start READING TEXT
I loved the olive trees. The colours are so muted and beautiful.

After the olive grove, we went to two wineries: Cavas de Don Arturo and Vistandes.  We were fortunate that there were tours in English at all places we visited throughout the weekend. Several mini buses of tourists would pull up and a huge group would go off for the Spanish tour, while Jose, Claudina, John and I and two other people would take the much more private, VIP English tour.  Since our group was so small we got to see areas of the wineries that others weren't able to visit. Wine tastings at both wineries on Saturday left us a bit weary, and we went back to our hotel and slept right through dinner.  I felt better the next morning when Jose and Claudina said they slept through and missed dinner too.  They are much younger than we are!

 While in Mendoza we stayed at Huentala Boutique Hotel, which was lovely. Our room overlooked these beautiful eucalyptus trees - they are huge and covered with purple blossoms that smell like lilacs.  They were everywhere in our neighbourhood and the smell was AMAZING!

On day two, we were up early for breakfast and then on the mini bus for the mountain tour into the heart of the Andes with some of the same people who had been on the Winery Tour the day before.  The scenery was spectacular.  Huge jagged snow covered peaks that seemed to go up forever.  We pulled off the nice modern highway and took a short detour along an older version of the highway to see an ancient bridge and stopped to take photos at several points.
end READING TEXT
start DATASET EXTRACT
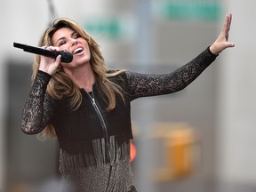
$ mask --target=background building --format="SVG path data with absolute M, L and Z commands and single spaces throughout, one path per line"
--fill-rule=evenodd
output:
M 135 182 L 141 192 L 255 191 L 255 4 L 252 0 L 246 4 L 238 0 L 2 1 L 0 191 L 51 191 L 58 183 L 56 140 L 42 142 L 20 130 L 34 55 L 13 48 L 13 42 L 36 45 L 51 22 L 68 17 L 95 37 L 109 68 L 165 73 L 209 46 L 229 12 L 234 19 L 229 38 L 235 48 L 221 53 L 185 90 L 133 101 Z M 164 155 L 173 149 L 165 148 L 166 137 L 159 129 L 167 127 L 164 132 L 170 133 L 173 127 L 184 126 L 194 139 L 188 146 L 195 157 L 190 163 L 196 168 L 181 174 L 185 177 L 159 173 L 156 179 L 159 167 L 167 172 Z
end DATASET EXTRACT
- _GOAL_
Continue the travel account of the Mendoza weekend, beginning right after its final sentence about stopping for photos along the older highway.

- _RESPONSE_
Jose and Claudina at the bridge

We drove through the mountains and stopped again to get out and see Aconcagua, the tallest peak in the Western Hemisphere at 6962m (22, 841 ft).  It is also called "the roof of the Americas."   Here's some of the spectacular scenery.  As you can see, it was rather cold and snowy up in the mountains that day.

By far, the most exciting part of the day was when we stopped for lunch at a little ghost town, year round population: 1.  As we got off the minibus, everyone went around back to take pictures of the mountains.  John happened to get off and head to the front of the bus, and there, swooping around right in front of us was a huge condor.  By then everyone else was gone, so we stayed there while he took picture after picture.  When he showed them to everyone after lunch, they couldn't believe they had missed out on it!

A former hostel in the town where we stopped for lunch. 

The condor, with the red head and white ruff around his neck, just like in the cartoons!

Lunch was a typical Argentinian lunch.  We went into this big hall with long tables and were served at a buffet by an elderly woman who thought that we were all starving as she gave us enormous portions of beef milanese covered in cheese, rice, mashed potatoes, squash, lentils with beef, accompanied by three different salads plus a big basket of bread and, of course, red wine.  I think the idea was to make us all so full that we would sleep most of the way back to Mendoza.  And it worked!

We did stop just a few miles from our lunch stop to see a natural bridge that the locals call the "Inca Bridge" which leads to hot springs.  There used to be hotel and small village there, but it was wiped out in an avalanche a few years after it open in the 1920s.  Up until recently, you could pay to cross the bridge on foot and use the hot springs, but another avalanche made that unsafe.  So now you have to admire the buildings from across the river........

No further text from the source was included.